Consegna. Nel brano sui balli e la Chiesa in Sardegna, con quali nomi era chiamato il ballo che si teneva nel piazzale della chiesa all'uscita dalla messa cantata?

Brano riportato.
===
La Chiesa riuscì soltanto molto parzialmente a temperare alcune abitudini, per esempio l'abitudine di ballare dentro le chiese. Questo intento riuscì, non si ballò più dentro le chiese, ma si ballò fuori dalle chiese, nel piazzale di chiesa, in quello che veniva chiamato “Su ballu de cresia” o "Su ballu 'e missa", che era il ballo che veniva la domenica all'uscita dalla messa cantata, ed ecco il motivo per cui si chiamava così.

la Chiesa riuscì anche a imporre un altro divieto: di ballare “pendente il tempo dei divini Uffizi”, ovverossia i balli erano proibiti nel mentre che c'era la spiegazione del catechismo, oppure nel mentre che si svolgevano le liturgie cattoliche determinate, per esempio le 40 ore o altre cerimonie previste. Anche in quei frangenti c'era una sorveglianza. E c'erano parecchie violazioni per la verità, perché il ballo era molto seguito dai giovani e questi ballavano persino quando si celebravano i riti della religione cattolica, tanto che noi vediamo dalla documentazione d'archivio tutte le lamentele dei parroci, dei vescovi eccetera, fino ad arrivare a una curiosa proposta del 1761 del clero sardo che, rivolto ai Viceré, suggerì un rimedio: L’arcivescovo di Cagliari  (arciv. Tommaso Ignazio Maria Natta), in quell'anno suggerì al viceré di far cessare questa abitudine di tenere i balli mentre c'era la celebrazione delle messe con un modo molto semplice: richiamando il barracellato e mandandolo a prelevare il suonatore di launeddas; cioè per interrompere il ballo bisognava interrompere il suono. Il suono era quello delle launeddas, si pigliava suonatore delle launeddas, che veniva incarcerato provvisoriamente e così via. Solo che succedevano un sacco di disguidi perché i ballerini si impadronivano del suonatore di launeddas, non lo mollavano e festeggiavano molte volte i barracelli che si davano alla fuga, e questo è capitato in diversissime occasioni.

Non tanto raramente, ma in diverse occasioni, si arrivò persino a infliggere la scomunica a chi non obbediva agli ordini del clero; ci sono dei casi molto clamorosi. Uno l’ho rintracciato nel 1809 a Serri dove, dopo la celebrazione di un matrimonio tra due giovani del luogo, questi qui rientrarono nelle loro abitazioni, nelle loro case e iniziarono a ballare per tutta la sera senza smettere, e la sera ci doveva essere il catechismo e il prete non aveva uditori, diciamo così.
===
Raccolta dati.
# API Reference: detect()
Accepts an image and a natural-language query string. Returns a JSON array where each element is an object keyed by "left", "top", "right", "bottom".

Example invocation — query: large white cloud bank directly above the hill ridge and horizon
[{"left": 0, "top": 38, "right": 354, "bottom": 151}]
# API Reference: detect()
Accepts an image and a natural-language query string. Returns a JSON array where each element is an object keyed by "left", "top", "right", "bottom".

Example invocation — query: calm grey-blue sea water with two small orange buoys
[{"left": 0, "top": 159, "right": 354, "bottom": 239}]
===
Soluzione. "Su ballu de cresia" o "Su ballu 'e missa".